● Extrait de page:

Au programme : échanger des inquiétudes, des expériences, des petites ficelles ou des grandes questions concernant en particulier les techniques actuelles du maintien de l’ordre public (et c’est vrai avec aussi l’idée et l’envie de le prendre en défaut ou de le déborder un peu). L’enjeu : face à la police, comment créer de pratiques communes pour se protéger en manifs, se les réapproprier, reprendre l’initiative ?

Vaste programme « pour le bon millier de participantEs » (selon les dés-organisateurs/trices) / « pour les deux personnes présentes » (version police). On a commencé par faire un tour de table, histoire de faire circuler un peu la parole, de dire les envies et les préoccupations des unEs et des autres, et d’apporter un peu de matière. Au terme de cette première séquence, des thèmes ont émergé, reformulés aussi sec en une série de mots clefs un peu mystérieux : « dynamique collective, stress, groupes affinitaires, coordination ou souplesse (tant physique que collective), remise en cause, équipement, arrestation-répression-police, équipes médicales et légales... ».

● Données brutes:
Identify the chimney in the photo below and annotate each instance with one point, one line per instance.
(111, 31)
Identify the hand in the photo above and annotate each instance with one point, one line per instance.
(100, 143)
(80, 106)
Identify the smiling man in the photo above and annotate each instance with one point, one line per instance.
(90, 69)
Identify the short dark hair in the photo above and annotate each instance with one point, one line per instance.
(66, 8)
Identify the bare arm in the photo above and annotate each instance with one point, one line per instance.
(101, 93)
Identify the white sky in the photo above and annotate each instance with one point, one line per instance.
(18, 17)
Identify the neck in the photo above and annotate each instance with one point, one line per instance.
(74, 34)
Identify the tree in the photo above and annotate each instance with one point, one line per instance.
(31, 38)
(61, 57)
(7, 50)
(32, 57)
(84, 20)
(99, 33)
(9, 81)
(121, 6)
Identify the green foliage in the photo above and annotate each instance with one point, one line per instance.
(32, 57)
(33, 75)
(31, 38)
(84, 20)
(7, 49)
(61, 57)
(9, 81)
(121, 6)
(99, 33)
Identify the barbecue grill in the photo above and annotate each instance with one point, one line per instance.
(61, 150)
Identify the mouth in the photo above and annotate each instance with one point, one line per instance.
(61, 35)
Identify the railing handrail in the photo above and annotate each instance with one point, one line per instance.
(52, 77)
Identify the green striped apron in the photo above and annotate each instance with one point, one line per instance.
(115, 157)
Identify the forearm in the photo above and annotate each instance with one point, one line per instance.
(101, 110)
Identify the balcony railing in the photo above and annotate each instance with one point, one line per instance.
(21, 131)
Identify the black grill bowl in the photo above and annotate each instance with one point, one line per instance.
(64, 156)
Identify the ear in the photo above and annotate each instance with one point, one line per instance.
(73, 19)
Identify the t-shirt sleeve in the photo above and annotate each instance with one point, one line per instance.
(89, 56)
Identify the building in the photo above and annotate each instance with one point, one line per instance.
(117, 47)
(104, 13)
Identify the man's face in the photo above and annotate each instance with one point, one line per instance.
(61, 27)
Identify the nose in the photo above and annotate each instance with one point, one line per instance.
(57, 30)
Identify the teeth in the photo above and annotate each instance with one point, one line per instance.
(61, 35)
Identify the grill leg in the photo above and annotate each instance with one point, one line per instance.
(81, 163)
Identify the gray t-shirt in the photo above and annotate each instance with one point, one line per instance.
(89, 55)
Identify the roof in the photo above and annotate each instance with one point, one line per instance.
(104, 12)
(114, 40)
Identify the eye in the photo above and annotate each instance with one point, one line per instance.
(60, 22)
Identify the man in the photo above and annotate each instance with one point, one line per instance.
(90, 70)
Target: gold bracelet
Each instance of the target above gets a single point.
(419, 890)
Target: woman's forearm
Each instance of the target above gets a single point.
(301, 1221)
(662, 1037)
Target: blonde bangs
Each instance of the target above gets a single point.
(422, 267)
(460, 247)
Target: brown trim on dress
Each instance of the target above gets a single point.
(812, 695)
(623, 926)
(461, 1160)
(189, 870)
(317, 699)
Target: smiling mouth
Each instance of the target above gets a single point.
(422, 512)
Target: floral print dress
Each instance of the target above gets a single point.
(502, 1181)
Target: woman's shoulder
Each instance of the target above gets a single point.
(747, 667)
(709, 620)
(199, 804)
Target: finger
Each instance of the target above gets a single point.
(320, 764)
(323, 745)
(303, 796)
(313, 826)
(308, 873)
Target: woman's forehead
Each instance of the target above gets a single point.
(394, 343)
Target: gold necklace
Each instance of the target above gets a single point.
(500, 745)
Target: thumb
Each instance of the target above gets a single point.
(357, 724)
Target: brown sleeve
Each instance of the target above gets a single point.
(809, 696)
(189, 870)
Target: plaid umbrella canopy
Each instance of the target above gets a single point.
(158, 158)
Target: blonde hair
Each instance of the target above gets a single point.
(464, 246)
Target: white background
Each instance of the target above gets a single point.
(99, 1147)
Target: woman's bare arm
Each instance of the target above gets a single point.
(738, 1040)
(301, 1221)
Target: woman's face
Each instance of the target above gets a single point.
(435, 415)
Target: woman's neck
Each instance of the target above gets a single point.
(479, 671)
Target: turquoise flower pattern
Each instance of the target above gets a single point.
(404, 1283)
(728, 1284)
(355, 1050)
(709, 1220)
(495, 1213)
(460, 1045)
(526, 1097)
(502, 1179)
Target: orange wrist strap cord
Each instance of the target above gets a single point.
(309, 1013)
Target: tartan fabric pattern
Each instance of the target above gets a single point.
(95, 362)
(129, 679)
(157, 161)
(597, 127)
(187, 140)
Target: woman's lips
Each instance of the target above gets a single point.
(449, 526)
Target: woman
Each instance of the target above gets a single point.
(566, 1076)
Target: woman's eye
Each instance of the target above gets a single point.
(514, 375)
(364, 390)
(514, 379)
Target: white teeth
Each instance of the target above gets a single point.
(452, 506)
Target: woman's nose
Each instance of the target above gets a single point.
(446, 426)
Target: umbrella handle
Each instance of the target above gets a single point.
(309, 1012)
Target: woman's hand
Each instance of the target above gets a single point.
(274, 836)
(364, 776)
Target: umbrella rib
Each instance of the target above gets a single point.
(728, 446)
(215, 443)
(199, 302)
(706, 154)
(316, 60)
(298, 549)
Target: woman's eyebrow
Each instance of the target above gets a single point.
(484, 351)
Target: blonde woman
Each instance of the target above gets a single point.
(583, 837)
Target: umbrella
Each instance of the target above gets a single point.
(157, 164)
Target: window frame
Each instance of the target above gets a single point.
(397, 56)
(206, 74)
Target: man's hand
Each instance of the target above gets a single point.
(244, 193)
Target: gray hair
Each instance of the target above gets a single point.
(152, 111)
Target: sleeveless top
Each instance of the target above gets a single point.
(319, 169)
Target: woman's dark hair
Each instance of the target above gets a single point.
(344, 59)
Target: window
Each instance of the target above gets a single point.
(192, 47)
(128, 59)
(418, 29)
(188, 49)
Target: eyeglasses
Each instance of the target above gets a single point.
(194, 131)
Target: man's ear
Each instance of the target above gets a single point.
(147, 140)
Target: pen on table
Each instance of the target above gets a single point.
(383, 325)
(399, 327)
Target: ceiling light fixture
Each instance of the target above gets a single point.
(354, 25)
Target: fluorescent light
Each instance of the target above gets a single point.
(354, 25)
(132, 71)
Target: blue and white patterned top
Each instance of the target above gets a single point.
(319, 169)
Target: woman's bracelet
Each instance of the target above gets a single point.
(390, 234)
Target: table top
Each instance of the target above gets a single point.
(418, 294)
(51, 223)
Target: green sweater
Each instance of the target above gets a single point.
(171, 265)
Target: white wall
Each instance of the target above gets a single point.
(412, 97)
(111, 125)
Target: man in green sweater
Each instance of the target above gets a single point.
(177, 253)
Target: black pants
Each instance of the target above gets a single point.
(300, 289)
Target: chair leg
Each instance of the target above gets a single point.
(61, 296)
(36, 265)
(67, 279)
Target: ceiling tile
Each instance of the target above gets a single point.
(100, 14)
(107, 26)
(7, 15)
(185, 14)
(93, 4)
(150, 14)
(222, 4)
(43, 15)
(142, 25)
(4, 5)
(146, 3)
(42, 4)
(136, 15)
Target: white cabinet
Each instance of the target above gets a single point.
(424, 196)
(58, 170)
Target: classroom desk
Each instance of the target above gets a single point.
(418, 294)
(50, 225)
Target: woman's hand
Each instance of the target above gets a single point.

● Activités:
1/ Traduisez en anglais la phrase suivante du texte sur la protection en manifestation : « On a commencé par faire un tour de table, histoire de faire circuler un peu la parole, de dire les envies et les préoccupations des unEs et des autres, et d’apporter un peu de matière. »
2/ Résumez en deux phrases le texte sur la protection en manifestation.
3/ Prolongez le texte sur la protection en manifestation à la suite de sa dernière phrase.

● Corrigé de l'exercice:
1/ We began by going around the table, so as to get people talking a little, to voice everyone's wishes and concerns, and to bring in some material.

2/ Le programme prévoyait d’échanger inquiétudes, expériences et questions sur les techniques actuelles du maintien de l’ordre public, afin de créer face à la police des pratiques communes pour se protéger en manifestation et reprendre l’initiative. Après un tour de table destiné à faire circuler la parole, plusieurs thèmes ont émergé, notamment la dynamique collective, le stress, les groupes affinitaires, l’équipement, la répression et les équipes médicales et légales.

3/
La réunion a continué ensuite par petits groupes, pour faire en sorte que chacunE puisse participer un peu. Pour finir, avant la dispersion, il y a eu un retour collectif qui a permis d’esquisser quelques projets pour la suite (préparation des manifs à venir avec mise en place d’une équipe médicale ; brochure permettant de reconnaître les différentes « marques » de flics, leur équipement, leurs tactiques, leurs attributions ; date de la prochaine réunion, etc.).

Voilà pour le cadrage un peu formel. Alors ensuite, plus concrètement, il s’est dit plein de choses intéressantes. Beaucoup trop en tout cas pour que je puisse en proposer une synthèse cohérente et nécessairement constructive. Les quelques lignes à la suite correspondent plutôt à un petit discours indirect libre, qui cherche à relier le plus lisiblement possible certains échanges, certaines remarques qui me sont passées à portée d’oreilles.

La police fait peur, c’est son boulot. Ça fait partie de son efficacité. Pour faire peur les flics se costument, ils s’entraînent, s’équipent ; ils agissent de façon coordonnée et fixent les règles en particulier en manif. Avoir peur en manifestation (en situation), c’est en partie avoir la sensation d’une déprise, d’une absence de maîtrise sur ce qui se passe. On est affecté par les gaz : suffoquements, les yeux piquent, y a plus qu’à courir. Pour reprendre un peu d’assurance et gagner en liberté d’action il y a la possibilité de s’équiper : avec des lunettes de plongée et quelque chose qui fasse office de masque on peut penser à autre chose (et faire autre chose) que « sortir des gaz pour plus avoir mal » ; par exemple voir s’il manque des gens, se regrouper, perturber le plan d’action de la police, apporter des soins...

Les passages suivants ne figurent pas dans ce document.